• _Data shown_:
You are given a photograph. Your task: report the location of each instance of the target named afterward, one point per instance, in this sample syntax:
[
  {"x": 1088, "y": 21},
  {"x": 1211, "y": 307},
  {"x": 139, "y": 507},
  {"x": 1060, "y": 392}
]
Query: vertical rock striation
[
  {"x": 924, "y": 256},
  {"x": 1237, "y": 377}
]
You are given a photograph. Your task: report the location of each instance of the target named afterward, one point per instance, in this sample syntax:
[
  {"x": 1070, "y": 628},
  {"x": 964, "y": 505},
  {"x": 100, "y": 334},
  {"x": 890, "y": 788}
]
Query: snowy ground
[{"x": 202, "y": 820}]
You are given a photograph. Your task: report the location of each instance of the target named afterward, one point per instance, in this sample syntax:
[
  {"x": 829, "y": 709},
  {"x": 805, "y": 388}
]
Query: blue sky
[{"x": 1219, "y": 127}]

• _Goal_:
Could you rewrite all the records above, swapping each "target" for "item" and leaving everything else unchanged?

• _Solution for this exercise_:
You are given a photograph. Your task: report the location of each instance of the item named afterward, one point per instance, in this sample syntax:
[
  {"x": 1088, "y": 21},
  {"x": 1211, "y": 307},
  {"x": 139, "y": 507},
  {"x": 1060, "y": 392}
]
Query: vertical rock striation
[
  {"x": 924, "y": 256},
  {"x": 1237, "y": 377}
]
You are given a photograph. Your task: report the location of each instance of the item named afterward, one point per instance, in this sample syntax:
[
  {"x": 1070, "y": 628},
  {"x": 964, "y": 505},
  {"x": 100, "y": 334},
  {"x": 890, "y": 788}
]
Query: snowy ground
[{"x": 202, "y": 820}]
You are given a photograph. Your task: report the location of each instance of the item named afterward, one point per instance, in this sample syntax:
[
  {"x": 829, "y": 709},
  {"x": 805, "y": 388}
]
Query: blue sky
[{"x": 1219, "y": 127}]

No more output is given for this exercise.